▶ _Records to process_
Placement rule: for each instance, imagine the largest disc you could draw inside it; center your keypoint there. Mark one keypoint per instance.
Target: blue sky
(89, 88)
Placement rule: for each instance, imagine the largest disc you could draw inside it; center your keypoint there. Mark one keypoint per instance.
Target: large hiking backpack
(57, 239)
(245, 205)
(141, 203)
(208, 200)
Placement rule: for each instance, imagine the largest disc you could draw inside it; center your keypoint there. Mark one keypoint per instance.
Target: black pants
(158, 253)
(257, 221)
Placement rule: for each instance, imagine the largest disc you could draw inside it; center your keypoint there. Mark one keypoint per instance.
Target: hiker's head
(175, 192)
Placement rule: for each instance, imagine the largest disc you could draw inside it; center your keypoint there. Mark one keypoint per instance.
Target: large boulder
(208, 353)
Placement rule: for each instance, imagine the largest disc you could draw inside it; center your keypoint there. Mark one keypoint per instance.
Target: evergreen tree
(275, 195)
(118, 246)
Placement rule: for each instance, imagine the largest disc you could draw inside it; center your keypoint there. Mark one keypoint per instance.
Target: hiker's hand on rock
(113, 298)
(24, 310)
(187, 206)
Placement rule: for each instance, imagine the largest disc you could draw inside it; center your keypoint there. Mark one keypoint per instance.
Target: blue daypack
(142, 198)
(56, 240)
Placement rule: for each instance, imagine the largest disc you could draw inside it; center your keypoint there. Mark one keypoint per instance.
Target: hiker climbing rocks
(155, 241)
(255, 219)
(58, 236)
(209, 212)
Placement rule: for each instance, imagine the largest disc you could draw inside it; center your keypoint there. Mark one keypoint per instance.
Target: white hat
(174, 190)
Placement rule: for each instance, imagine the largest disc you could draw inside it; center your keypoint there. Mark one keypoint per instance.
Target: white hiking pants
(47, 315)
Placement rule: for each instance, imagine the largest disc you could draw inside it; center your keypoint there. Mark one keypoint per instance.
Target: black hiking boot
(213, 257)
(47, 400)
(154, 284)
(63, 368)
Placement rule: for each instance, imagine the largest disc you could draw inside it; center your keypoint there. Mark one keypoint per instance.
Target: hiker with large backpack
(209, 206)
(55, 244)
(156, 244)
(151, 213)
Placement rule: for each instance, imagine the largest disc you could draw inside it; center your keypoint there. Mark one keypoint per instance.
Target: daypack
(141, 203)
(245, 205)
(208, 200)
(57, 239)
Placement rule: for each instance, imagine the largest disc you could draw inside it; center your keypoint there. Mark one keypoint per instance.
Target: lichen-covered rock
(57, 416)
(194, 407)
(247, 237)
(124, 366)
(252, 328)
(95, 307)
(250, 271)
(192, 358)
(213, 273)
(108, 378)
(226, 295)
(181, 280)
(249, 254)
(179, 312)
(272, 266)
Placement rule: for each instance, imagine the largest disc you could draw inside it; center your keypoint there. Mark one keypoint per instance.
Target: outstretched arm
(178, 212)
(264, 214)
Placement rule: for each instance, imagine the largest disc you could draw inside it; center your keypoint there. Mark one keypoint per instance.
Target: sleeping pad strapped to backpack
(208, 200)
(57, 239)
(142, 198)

---

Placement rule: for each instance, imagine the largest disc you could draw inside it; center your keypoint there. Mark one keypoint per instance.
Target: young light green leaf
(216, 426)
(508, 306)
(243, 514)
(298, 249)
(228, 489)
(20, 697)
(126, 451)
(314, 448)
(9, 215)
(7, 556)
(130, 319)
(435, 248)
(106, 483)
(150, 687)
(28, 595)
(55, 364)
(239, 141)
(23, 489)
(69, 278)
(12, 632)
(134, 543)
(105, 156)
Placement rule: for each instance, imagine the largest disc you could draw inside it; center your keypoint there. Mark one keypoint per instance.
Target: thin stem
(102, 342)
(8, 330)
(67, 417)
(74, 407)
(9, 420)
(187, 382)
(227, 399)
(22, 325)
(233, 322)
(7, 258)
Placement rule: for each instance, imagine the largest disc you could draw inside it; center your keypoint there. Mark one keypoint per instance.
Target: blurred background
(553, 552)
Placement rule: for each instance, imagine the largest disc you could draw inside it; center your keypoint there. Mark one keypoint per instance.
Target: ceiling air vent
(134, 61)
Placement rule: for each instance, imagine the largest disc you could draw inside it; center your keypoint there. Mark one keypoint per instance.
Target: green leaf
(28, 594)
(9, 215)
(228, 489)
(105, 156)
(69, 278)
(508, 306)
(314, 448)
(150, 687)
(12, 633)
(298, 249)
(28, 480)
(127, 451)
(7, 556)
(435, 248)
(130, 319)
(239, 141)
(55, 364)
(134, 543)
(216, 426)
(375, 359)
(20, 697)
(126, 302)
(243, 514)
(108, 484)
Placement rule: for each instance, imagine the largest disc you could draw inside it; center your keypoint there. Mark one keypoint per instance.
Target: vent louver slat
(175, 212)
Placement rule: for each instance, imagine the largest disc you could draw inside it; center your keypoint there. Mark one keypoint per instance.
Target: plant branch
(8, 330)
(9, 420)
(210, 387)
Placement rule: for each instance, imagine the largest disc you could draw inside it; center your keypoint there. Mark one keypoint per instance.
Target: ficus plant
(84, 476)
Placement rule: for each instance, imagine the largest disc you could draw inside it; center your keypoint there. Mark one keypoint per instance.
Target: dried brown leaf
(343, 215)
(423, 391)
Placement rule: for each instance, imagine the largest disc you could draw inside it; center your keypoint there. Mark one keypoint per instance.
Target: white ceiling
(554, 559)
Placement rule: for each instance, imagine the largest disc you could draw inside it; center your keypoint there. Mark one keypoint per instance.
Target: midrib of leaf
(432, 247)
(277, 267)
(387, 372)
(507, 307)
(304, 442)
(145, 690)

* * *

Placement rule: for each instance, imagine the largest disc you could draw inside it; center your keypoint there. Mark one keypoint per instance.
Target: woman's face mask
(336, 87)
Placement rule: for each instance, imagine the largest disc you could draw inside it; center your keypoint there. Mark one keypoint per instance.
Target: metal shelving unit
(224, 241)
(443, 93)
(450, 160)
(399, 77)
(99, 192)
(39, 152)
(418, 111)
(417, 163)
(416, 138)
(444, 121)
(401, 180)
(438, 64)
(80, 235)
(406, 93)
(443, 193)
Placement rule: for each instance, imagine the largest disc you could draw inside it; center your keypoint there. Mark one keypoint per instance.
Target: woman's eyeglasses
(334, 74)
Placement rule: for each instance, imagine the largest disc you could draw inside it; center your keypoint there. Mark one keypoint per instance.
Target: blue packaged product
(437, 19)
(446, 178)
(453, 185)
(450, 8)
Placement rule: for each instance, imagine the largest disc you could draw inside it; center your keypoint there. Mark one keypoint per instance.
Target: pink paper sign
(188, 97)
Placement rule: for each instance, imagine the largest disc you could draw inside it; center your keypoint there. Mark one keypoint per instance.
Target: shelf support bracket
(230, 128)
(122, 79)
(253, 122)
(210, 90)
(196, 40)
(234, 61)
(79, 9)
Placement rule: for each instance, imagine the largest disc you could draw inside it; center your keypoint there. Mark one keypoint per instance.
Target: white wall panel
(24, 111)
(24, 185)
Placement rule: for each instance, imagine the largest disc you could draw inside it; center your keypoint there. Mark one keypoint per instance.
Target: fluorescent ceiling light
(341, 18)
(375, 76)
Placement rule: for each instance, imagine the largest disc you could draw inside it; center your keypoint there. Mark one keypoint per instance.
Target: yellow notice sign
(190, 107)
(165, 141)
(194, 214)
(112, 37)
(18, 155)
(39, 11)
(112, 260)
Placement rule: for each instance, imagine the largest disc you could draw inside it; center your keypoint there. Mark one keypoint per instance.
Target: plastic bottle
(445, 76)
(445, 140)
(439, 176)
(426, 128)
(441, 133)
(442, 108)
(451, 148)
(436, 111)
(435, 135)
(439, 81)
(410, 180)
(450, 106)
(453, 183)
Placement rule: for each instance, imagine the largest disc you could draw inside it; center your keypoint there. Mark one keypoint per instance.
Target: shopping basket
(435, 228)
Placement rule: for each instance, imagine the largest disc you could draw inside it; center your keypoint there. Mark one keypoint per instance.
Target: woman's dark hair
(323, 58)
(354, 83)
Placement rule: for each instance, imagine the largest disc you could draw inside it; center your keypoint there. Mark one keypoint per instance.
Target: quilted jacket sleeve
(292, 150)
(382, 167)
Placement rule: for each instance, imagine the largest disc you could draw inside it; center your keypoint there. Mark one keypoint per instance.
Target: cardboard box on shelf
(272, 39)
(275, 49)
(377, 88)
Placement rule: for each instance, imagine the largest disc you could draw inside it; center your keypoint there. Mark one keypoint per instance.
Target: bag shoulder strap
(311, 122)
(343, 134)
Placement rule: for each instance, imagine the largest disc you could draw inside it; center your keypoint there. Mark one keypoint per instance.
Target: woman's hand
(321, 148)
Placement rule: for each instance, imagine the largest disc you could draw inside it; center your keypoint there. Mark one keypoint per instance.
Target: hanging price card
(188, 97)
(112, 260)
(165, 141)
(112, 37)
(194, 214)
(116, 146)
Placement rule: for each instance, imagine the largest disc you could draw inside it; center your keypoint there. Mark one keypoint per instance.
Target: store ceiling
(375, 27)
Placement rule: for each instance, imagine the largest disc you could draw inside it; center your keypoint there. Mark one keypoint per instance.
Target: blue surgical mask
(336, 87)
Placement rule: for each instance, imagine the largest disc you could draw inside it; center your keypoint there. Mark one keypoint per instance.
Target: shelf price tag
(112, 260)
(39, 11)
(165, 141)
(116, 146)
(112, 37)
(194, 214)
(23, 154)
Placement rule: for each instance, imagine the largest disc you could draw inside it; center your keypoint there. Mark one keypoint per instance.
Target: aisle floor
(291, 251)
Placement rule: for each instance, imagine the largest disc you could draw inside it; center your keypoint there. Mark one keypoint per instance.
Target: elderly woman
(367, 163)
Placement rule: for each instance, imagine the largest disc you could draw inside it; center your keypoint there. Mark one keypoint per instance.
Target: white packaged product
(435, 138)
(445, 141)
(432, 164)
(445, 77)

▶ _Your instructions_
Extract every line from the entries above that contains the word "shelf", matching case exactly.

▶ _Solution to the exercise_
Target: shelf support bracket
Target: cardboard box on shelf
Target: shelf price tag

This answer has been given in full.